◆ **Exercise prompt**:
Return the passage on compromise and accreditation below word for word, in full.

Start of Text under study

Note again those highlighted words, which articulate the warning of Jesus about trying to save our lives. To cave in is to lose our soul – to lose our integrity, our principles, our heart. To compromise and capitulate is to lose our honor, even more, to lose our freedom.
Will we live as free people before God, or will we be slaves to the praise of man or the approval or man? Will we do what is right, or will do what it is expedient? (Here’s a great moment to ask yourself, “What would Jesus do?”)
In my forthcoming book Saving a Sick America: A Prescription for Moral and Cultural Transformation, I devote one chapter to the subject of “Reclaiming Our Schools and Learning How to Think Again.” There, among other things, I address the issue of bowing down to the accreditation system, writing that we must “develop more Christian alternatives for undergraduate and graduate studies, with the end goal of either influencing current accreditation institutes (which often lean left) or rendering them unimportant.”

End of Text under study
Start of Extracted entries

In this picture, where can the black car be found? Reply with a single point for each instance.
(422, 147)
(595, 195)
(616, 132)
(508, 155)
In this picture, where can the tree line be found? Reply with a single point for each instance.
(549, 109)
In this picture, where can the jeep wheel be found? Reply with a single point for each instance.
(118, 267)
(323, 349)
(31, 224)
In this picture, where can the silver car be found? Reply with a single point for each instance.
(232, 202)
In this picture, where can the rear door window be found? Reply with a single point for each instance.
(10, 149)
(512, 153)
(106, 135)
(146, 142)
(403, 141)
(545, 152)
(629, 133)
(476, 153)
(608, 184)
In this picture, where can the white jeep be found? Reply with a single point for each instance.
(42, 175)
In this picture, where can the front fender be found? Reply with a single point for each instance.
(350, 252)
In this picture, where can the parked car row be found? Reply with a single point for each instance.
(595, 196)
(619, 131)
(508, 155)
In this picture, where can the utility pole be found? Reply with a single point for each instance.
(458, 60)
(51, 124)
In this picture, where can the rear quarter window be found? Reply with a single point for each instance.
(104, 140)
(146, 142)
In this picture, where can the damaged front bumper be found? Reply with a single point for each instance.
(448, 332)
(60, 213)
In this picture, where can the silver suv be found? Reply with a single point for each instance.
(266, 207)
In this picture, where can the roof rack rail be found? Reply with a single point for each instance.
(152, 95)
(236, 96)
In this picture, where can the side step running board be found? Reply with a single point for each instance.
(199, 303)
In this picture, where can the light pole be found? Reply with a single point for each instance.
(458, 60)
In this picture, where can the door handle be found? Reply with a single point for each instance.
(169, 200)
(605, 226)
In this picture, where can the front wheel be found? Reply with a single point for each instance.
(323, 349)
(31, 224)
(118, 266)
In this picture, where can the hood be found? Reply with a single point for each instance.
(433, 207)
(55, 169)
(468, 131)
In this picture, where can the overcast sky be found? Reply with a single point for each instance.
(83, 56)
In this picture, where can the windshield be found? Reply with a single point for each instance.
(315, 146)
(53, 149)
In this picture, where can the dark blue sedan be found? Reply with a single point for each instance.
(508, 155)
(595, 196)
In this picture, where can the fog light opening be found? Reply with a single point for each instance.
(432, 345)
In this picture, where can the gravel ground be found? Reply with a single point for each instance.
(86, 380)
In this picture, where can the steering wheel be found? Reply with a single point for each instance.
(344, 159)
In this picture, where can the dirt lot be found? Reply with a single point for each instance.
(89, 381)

End of Extracted entries

◆ **Exercise answer**:
Note again those highlighted words, which articulate the warning of Jesus about trying to save our lives. To cave in is to lose our soul – to lose our integrity, our principles, our heart. To compromise and capitulate is to lose our honor, even more, to lose our freedom.
Will we live as free people before God, or will we be slaves to the praise of man or the approval or man? Will we do what is right, or will do what it is expedient? (Here’s a great moment to ask yourself, “What would Jesus do?”)
In my forthcoming book Saving a Sick America: A Prescription for Moral and Cultural Transformation, I devote one chapter to the subject of “Reclaiming Our Schools and Learning How to Think Again.” There, among other things, I address the issue of bowing down to the accreditation system, writing that we must “develop more Christian alternatives for undergraduate and graduate studies, with the end goal of either influencing current accreditation institutes (which often lean left) or rendering them unimportant.”